→ TEXT SHOWN:
● ● ● ●

Buying and Using Cloud Services

For many businesses, Cloud IT Services have the potential to dramatically improve the productivity of your staff, lower time to market for new products and services, and reduce business and technology costs. However, Cloud IT Services also have some factors which businesses who go into the cloud need to be aware of.

While many companies offering Cloud Services ensure cyber-security is a high priority – it needs to be for them to stay in business – you still need to do your due diligence to make sure that YOUR service provider does the right thing, and also that the service complies with data protection regulations such as the EU’s General Data Protection Regulation (GDPR) and other regulations that may be specific for your business.

You also need to ensure that any integration between the cloud services and your existing IT is secure and correctly licensed, otherwise your business might be at risk.

You can find out more about the different types of cloud services on the market and some of the pros and cons of each service in ‘Getting to grips with Cloud Computing’.

Cloud is an exciting opportunity! But how do you make sure that you’re buying the right services for your business while getting the best price and, above all, keeping your business secure?

Get the right cloud service for your business

Buying the right cloud service – whether that is software, application or infrastructure cloud services – is critical. While cyber-security, cost, functionality and ease of use will be important criteria on which you base the decision, you also need to consider other aspects such as the service levels you will receive from the cloud service provider and how the cloud service integrates into your existing IT.

● ● ● ●

→ SUPPLIED INFORMATION:
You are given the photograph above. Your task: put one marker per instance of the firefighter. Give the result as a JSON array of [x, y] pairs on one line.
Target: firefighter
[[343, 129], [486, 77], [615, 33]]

● ● ● ●

→ PROBLEMS AND TASKS:
A: According to the text on buying cloud services, which regulation is cited as an example of a data protection regulation with which a service must comply?
B: Reproduce the passage of the text on buying cloud services starting at "You also need to ensure" and ending at "your business secure?".

→ THE SOLUTIONS:
A: The EU’s General Data Protection Regulation (GDPR).

B:
You also need to ensure that any integration between the cloud services and your existing IT is secure and correctly licensed, otherwise your business might be at risk.

You can find out more about the different types of cloud services on the market and some of the pros and cons of each service in ‘Getting to grips with Cloud Computing’.

Cloud is an exciting opportunity! But how do you make sure that you’re buying the right services for your business while getting the best price and, above all, keeping your business secure?